**REQUIREMENTS:**
Copy every line of the listing below word for word, with no changes.

## BEGIN

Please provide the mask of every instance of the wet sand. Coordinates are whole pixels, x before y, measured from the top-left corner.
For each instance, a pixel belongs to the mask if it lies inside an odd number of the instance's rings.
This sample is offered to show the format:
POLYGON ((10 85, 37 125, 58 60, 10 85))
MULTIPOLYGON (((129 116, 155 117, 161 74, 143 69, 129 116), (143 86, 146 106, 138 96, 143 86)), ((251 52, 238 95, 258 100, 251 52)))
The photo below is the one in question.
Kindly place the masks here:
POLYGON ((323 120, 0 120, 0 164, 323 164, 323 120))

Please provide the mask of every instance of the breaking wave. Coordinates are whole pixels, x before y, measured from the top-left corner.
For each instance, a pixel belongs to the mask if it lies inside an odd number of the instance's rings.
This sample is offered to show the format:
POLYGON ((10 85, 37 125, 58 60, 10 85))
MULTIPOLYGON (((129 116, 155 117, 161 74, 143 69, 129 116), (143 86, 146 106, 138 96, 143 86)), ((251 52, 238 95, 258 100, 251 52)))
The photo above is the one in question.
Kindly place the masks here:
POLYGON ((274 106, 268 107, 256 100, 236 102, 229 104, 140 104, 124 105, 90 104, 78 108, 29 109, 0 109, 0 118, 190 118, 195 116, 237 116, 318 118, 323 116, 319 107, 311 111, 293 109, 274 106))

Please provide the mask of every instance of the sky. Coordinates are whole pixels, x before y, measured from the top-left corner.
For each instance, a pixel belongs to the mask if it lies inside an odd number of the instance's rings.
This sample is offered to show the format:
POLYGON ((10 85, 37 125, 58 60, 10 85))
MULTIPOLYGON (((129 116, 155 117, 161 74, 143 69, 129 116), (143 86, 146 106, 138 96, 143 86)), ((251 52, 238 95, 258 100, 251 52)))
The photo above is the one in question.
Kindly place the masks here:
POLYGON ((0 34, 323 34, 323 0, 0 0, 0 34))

## END

**OUTPUT OF THE TASK:**
Please provide the mask of every instance of the wet sand. Coordinates are whole pixels, x before y, measured from the top-left corner.
For each instance, a pixel belongs to the mask if it lies inside an odd number of the instance's rings.
This sample is offered to show the format:
POLYGON ((10 85, 37 125, 58 60, 10 85))
MULTIPOLYGON (((129 116, 155 117, 161 74, 143 69, 129 116), (143 86, 146 106, 138 96, 143 86)), ((251 52, 238 95, 258 100, 251 52)))
The photo below is the one in question.
Kindly place the masks here:
POLYGON ((323 120, 0 120, 0 164, 323 164, 323 120))

Please provide the mask of every instance of the breaking wave. Coordinates are whole pixels, x before y, measured from the top-left corner.
For each instance, a pixel belongs to the mask if it lies inside an odd number of the instance's rings.
This sample is offered to show the format:
POLYGON ((10 85, 37 125, 58 60, 10 85))
MULTIPOLYGON (((129 116, 155 117, 161 74, 143 69, 129 116), (143 86, 146 106, 138 96, 143 86)), ((251 52, 238 95, 258 100, 251 52)))
The photo above is the one in question.
Kindly place the masks here:
POLYGON ((274 106, 268 107, 256 100, 236 102, 229 104, 140 104, 124 105, 90 104, 78 108, 29 109, 0 109, 0 118, 190 118, 195 116, 237 116, 318 118, 323 116, 319 107, 311 111, 293 109, 274 106))

Please provide the mask of every instance of the sky. Coordinates are whole pixels, x before y, measured from the top-left corner.
For each instance, a pixel belongs to the mask if it lies inside an odd number of the instance's rings.
This sample is offered to show the format:
POLYGON ((10 85, 37 125, 58 60, 10 85))
MULTIPOLYGON (((129 116, 155 117, 161 74, 143 69, 129 116), (143 86, 146 106, 138 96, 143 86)), ((251 52, 238 95, 258 100, 251 52)))
The photo above is the one in question.
Kindly place the masks here:
POLYGON ((0 34, 323 34, 323 0, 0 0, 0 34))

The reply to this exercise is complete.